* _INSTRUCTIONS TO FOLLOW_
Scan the records below and copy every line that contains the string "photo".

* _DATA EXTRACT_
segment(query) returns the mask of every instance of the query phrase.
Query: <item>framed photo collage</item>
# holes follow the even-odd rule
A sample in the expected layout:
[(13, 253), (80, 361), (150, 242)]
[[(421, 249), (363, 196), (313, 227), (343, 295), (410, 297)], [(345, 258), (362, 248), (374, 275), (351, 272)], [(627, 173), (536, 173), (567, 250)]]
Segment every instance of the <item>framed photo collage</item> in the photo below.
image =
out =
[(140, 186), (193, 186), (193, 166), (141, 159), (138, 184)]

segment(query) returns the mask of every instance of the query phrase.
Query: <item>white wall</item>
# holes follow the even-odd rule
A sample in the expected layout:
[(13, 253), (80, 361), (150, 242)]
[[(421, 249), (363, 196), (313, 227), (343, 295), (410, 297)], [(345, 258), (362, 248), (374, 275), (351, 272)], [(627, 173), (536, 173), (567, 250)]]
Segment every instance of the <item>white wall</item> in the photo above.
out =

* * *

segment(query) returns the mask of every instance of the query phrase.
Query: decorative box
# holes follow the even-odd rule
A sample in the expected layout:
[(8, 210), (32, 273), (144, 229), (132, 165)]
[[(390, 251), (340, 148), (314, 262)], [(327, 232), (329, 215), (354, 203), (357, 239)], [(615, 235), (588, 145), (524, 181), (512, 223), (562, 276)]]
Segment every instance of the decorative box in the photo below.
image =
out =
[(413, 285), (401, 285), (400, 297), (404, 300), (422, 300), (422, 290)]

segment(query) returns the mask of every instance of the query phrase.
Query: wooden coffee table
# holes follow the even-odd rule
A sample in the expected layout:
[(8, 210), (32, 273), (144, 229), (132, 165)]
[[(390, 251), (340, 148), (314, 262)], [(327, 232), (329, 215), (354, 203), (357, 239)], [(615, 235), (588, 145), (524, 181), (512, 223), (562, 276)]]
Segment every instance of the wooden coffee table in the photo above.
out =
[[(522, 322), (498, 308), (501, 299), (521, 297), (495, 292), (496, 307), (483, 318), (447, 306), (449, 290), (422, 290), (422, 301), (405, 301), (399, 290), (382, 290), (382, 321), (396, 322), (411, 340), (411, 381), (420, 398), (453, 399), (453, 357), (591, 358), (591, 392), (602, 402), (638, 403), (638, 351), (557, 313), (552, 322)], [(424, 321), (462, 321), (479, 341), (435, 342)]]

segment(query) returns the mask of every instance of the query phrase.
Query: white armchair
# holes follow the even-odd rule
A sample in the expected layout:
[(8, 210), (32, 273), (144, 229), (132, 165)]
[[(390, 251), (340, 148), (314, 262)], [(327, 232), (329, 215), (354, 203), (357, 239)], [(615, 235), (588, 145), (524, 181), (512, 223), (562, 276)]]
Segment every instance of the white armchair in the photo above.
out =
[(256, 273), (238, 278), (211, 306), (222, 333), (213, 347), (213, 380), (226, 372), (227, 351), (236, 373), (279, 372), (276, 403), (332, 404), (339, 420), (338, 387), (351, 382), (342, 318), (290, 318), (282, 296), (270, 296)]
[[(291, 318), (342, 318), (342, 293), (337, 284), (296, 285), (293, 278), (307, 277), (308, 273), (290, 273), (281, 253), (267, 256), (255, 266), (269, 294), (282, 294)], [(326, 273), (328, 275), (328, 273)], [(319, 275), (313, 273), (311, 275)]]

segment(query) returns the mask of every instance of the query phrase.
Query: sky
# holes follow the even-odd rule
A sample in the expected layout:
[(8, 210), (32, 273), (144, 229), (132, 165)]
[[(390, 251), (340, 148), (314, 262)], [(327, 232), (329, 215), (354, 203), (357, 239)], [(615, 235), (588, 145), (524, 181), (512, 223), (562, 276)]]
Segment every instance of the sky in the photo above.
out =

* _ANSWER BOX_
Query: <item>framed photo collage</item>
Segment every instance of the <item>framed photo collage</item> in the photo below.
Segment every instance of the <item>white wall</item> in the photo above.
Segment every instance of the decorative box in the photo below.
Segment every instance of the wooden coffee table in the photo above.
Segment every instance of the white armchair in the photo above.
Segment every instance of the sky in the photo above.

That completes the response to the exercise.